Task requirements —
1. In the comment thread about Tyr and the show Andromeda, what did the technician who worked on the first season say the later edict about filming locations was?
2. In the comment thread about Tyr and the show Andromeda, swap "superb" for "terrific" and give the stretch from "It was like" through "in season 1.".
3. Please carry the comment thread about Tyr and the show Andromeda forward with the next few comments.

### Page extract

That actor put everything into his role. Line delivery, voice projection, ingenue emoting, exaggerated movements and gestures. It was all so weirdly over the top and unique but still so earnestly and fearlessly delivered as to completely work dramatically.
There was zero ironic detachment. He delivered those terrible 2000s sci-fi network TV lines like he was doing Macbeth or Coriolanus!
And everybody else on set were of course just doing 'normal' network TV acting. Which through contrast just added to making Tyr such a goddamned delight to watch.
It was like he had walked off of the set of a Kevin Brannagh movie and onto a network TV studio by accident, but they'd kept rolling and just decided to include Marvel's LOKI on Criminal Minds from now on.
I agree. Keith Hamiliton Cobb did a superb job as Tyr.
I loved Keith Hamilton Cobb's performance, too! He had a lot of great scenes, especially in season 1.
Tyr was the best thing in the show, once they lost him it was never as good.
Agreed. Too bad the character shit the bed when he came back.
Dude Tyr was my favorite character. I Wonder if Keith was pissed at how they treated the character in later seasons - I know I was.
I actually kind of like Andromeda.
I watch it all the time on Comet TV.
Me too
Same here, I watch it on Amazon Prime.
Same, I don't love it, but I have fun watching it.
I worked on the first season of this. Just a technician. Majel Roddenberry came to bless it. The show and episodes went through dozens of changes. We saw dozens of different color schemese for the ship as we filmed. There really wasn't a handle on what the show was doing. Later, the edict was that we never went on location. So everything had to happen in the parking lot. I think the show had good ideas, but it was never given the ability to make those ideas work.
It was better than anything except Stargate. DS9 was almost as good. Enterprise was up there too. All the other Treks sucked in comparison.

######
### Records shown

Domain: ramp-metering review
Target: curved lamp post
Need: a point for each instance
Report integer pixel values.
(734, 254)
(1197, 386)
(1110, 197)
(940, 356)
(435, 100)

######

Responses to the exercise —
1. They never went on location, so everything had to happen in the parking lot.

2.
It was like he had walked off of the set of a Kevin Brannagh movie and onto a network TV studio by accident, but they'd kept rolling and just decided to include Marvel's LOKI on Criminal Minds from now on.
I agree. Keith Hamiliton Cobb did a terrific job as Tyr.
I loved Keith Hamilton Cobb's performance, too! He had a lot of great scenes, especially in season 1.

3.
It’s great to hear from someone who worked on the show. Thank you. As a humble viewer, I felt that the first season had a budget that was worthy of an ambitious SF show. And the final episode of the first season is one of the most terrifying things I’ve ever seen - and I saw ‘Alien’ when it was first released! Later, the budget was slashed and that became glaringly apparent to anyone who was paying attention. The fact that Gene Roddenberry’s name was attached to it clearly didn’t impress the moneymen. Gene’s other post-mortem show ‘Earth: Final Conflict’, had a similar trajectory: a good first season followed by an embarrassing nosedive in quality later on.
The odds of an Andromeda reboot are severely hampered by the fact that, like Star Trek, it was Gene Roddenberry's creation, and thus getting the legal rights are unlikely to be easy or cheap.
I never realized how much the Orville is reminiscent of the design of the Andromeda. And the show also has a character from a high-gravity planet.
The show seems childish and campy now, but at the time it was much like the other shows on at the time. It can be hard to even re-watch an episode of ST:TNG. Although it never felt like it ever really lived up to it's potential.
Any show that lasts more than one season can hardly be called a failure.
That is by no means a mark of quality, however.
It absolutely can, for so many reasons. The ways productions are scheduled, shows designed and filmed, the way the greenlighting process factors in, contracts and other suchlike behind the scenes...
Getting more than one season is absolutely not always simply a set-in-stone mark of success.
The problem is that Andromeda's story was essentially cut short 1.5 - 2 seasons in, after they kicked out Robert Wolfe.
The story we saw past Season 2 wasn't the story it was supposed to have.
It was supposed to be an arc like Babylon 5.
So in that sense, sadly Andromeda was forced to fail 😢
especially for a Science fiction series. They last only 1 or 2 seasons typically. That's why Farscape for me is a success even though it lasted 4 seasons.
@@anthonylogiudice9215 I love that show too!
there was a lot about Andromeda I did like but season 5.... that was just painful to watch... after the original show runner left someone was brought in to take his place and make EVERY episode about Dylan and having the other characters just be there...
Which was the goal of Producer Kevin Sorbo! Which proves a quote I once read "The price you have to pay for having what you want is having what you ONCE wanted."
the main production company, Fireworks, was closed down by Canwest in 2004 which lead to the show being cancelled in 2005 and probably the very limited budget they had to work with in season 5. They probably just didn't have the budget for CGI and FX anymore, so they just had the ship floating in space. And of course Lexi was pregnant which is why her character got the change, and limited role, it did.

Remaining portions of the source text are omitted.